----- 工作数据
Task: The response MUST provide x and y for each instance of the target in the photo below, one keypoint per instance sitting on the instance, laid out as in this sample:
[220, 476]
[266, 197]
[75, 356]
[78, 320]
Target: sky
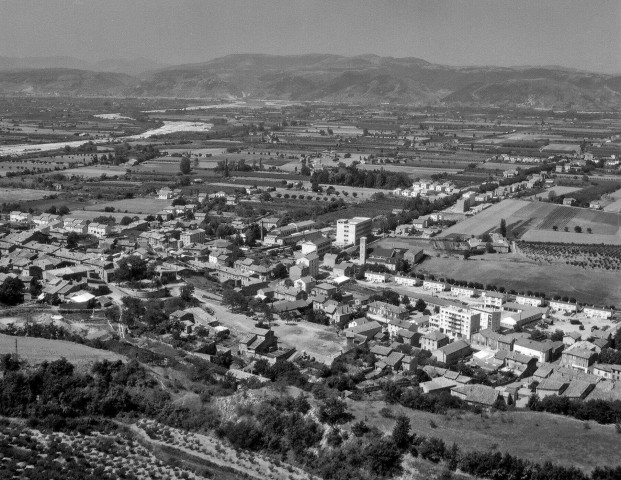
[584, 34]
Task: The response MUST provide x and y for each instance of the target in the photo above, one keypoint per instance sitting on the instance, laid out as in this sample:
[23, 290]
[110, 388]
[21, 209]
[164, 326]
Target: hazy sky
[576, 33]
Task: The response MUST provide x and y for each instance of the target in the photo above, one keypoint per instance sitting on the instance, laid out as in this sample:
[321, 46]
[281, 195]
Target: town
[291, 265]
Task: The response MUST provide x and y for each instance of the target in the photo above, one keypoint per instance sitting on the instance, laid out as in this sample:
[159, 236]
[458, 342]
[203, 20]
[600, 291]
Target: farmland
[37, 350]
[538, 437]
[522, 216]
[21, 194]
[600, 287]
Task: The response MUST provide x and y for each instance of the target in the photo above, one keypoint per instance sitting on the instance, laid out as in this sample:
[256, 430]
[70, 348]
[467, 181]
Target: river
[168, 127]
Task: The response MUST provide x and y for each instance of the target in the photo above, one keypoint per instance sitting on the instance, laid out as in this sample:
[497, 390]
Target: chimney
[363, 251]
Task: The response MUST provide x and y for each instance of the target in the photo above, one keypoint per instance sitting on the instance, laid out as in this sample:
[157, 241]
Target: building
----------
把上面的全部数据重写一遍，将“keypoint”替换成“marker”，其余一律不变，答案里不要放图片。

● 回答
Task: The response MUST provide x and y for each instance of the target in the photo below, one marker per instance sitting on the instance, laid out as in this sample:
[220, 476]
[266, 197]
[75, 356]
[78, 320]
Target: sky
[584, 34]
Task: The response MUST provide x and y for each instance of the target in the photo above, one marker per instance sitting on the instance, laid out as in this sample:
[23, 290]
[110, 388]
[21, 209]
[164, 326]
Target: hazy sky
[576, 33]
Task: The response MUST provide x and y for each instance of the target in the photo above, one marker per instance sitting on the instance, laid out as in this sample:
[321, 46]
[281, 195]
Target: town
[291, 265]
Task: The response MUST provide x and y for each instance of the target in the photo above, one marker per instance sitting on the instance, laid out as in this sample:
[159, 236]
[458, 342]
[203, 20]
[600, 291]
Target: farmland
[37, 350]
[538, 437]
[522, 216]
[21, 194]
[600, 287]
Task: The response MUST provide x and y for each instance of the target in the photo above, one marker per instance sitting on the instance, laid out as in this sample:
[256, 430]
[70, 348]
[467, 181]
Target: river
[168, 127]
Task: The response MUST provide x and y for each instance of the target in the photo above, one marker per instance sitting on the instance, laid out as in this sample:
[497, 390]
Target: chimney
[363, 251]
Task: The response MUST provide x and y for each instance of the target in the photo above, one marker per instance sitting on the instance, laid out as in this sample:
[157, 241]
Target: building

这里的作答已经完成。